### CONSIGNE ÉCRITE 1
Répondez aux questions suivantes d'après le texte cité :
(a) Quelle entreprise y est présentée comme canadienne ?
(b) Quelle rubrique du plan suit immédiatement « Conclusion » ?
(c) Quel mouvement accompagne la mondialisation du côté de l'offre ?
### CONSIGNE ÉCRITE 2
Recopiez le passage du texte cité compris entre « 2.1.      Enjeux internes : choix » et « nationalité d’une multinationale ? », bornes incluses, en substituant « Défis » à « Enjeux ».
### CONSIGNE ÉCRITE 3
Énumérez toutes les entreprises que le texte cité nomme comme exemples de multinationales.

----- TEXTE CITÉ

2.1.      Enjeux internes : choix stratégiques et organisation au regard de la notion de « nationalité »

2.2.      Enjeux externes : les multinationales face à la politique nationale

  1. Comment pourrait-on déterminer la nationalité d’une multinationale ?

Conclusion

Bibliographie

 

Revue de la littérature

 

Les grandes entreprises n’ont autant profité de l’ouverture à de nouveaux marchés et à l’intégration des matières premières et des facteurs de production dans leur calcul d’exploitation par-delà les frontières nationales qu’avec la mondialisation manifeste du XXIème siècle. En fait, la globalisation a fait tomber certaines barrières érigées auparavant (celles-ci ayant généralement un but « patriotique », de sorte à favoriser tout ce qui est « national » face à la concurrence étrangère) pour permettre l’extension (voire la généralisation) du commerce international. Cependant, si cette mondialisation a surtout été favorisée (du moins par l’Organisation Mondial du Commerce) pour intensifier la concurrence au profit notamment des consommateurs, ce phénomène s’accompagne aussi d’un mouvement de concentration du côté de l’offre. Ainsi, de grands monopoles ne cessent de se développer à l’échelle internationale et tendent à dominer même les marchés à l’intérieur de leurs pays d’implantation.

 

Parallèlement à ce mouvement, mais également une conséquence de celui-ci, si la notion de nationalité devrait être vouée à disparaitre avec cette tendance à la globalisation de l’économie, il n’en est pas ainsi. En effet, à des grands groupes multinationaux, qui devraient être « apatrides » puisque présents dans des dizaines de pays et intégrant diverses cultures dans son organisation, sont toujours associés (du moins par l’opinion publique) des nationalités de référence. Force est de reconnaitre que Renault, l’Oréal, ou encore EADS sont des multinationales « françaises », FORD est une américaine, Bombardier est une canadienne, FIAT est une italienne, etc.

----------
----- DONNÉES FOURNIES

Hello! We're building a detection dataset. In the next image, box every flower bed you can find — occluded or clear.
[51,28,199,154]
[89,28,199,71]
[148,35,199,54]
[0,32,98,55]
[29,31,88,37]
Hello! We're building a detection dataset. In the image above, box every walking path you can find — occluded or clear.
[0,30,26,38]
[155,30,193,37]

----------
----- DONNÉES FOURNIES

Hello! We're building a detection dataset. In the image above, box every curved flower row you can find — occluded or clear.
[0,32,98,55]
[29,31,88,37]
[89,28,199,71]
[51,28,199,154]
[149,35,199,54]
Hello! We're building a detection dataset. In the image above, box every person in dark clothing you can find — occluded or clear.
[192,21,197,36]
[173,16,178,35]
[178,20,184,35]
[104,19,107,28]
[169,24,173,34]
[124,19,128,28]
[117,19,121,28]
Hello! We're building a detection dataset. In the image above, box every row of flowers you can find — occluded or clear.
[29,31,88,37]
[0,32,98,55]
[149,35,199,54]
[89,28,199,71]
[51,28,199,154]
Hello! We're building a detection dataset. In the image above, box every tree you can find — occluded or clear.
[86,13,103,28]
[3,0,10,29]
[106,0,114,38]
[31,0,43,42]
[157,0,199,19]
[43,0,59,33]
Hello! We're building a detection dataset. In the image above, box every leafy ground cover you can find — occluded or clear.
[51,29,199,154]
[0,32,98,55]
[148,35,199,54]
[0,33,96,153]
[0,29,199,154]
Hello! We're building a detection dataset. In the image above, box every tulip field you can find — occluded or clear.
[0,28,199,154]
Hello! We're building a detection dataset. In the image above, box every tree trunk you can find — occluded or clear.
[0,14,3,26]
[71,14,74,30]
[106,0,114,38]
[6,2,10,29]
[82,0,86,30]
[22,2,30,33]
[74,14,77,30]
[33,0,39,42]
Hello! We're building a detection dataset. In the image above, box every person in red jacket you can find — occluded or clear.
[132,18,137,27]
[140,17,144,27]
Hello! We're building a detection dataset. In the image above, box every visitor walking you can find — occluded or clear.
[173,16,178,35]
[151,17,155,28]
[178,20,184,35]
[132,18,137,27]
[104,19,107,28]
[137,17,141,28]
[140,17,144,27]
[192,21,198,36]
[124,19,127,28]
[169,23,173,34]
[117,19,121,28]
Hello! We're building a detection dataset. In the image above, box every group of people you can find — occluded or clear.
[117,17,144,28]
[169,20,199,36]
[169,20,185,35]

----------

### RÉPONSE ÉCRITE 1
(a) Bombardier
(b) Bibliographie
(c) Un mouvement de concentration

### RÉPONSE ÉCRITE 2
2.1.      Défis internes : choix stratégiques et organisation au regard de la notion de « nationalité »

2.2.      Défis externes : les multinationales face à la politique nationale

  1. Comment pourrait-on déterminer la nationalité d’une multinationale ?

### RÉPONSE ÉCRITE 3
Renault, l'Oréal, EADS, FORD, Bombardier, FIAT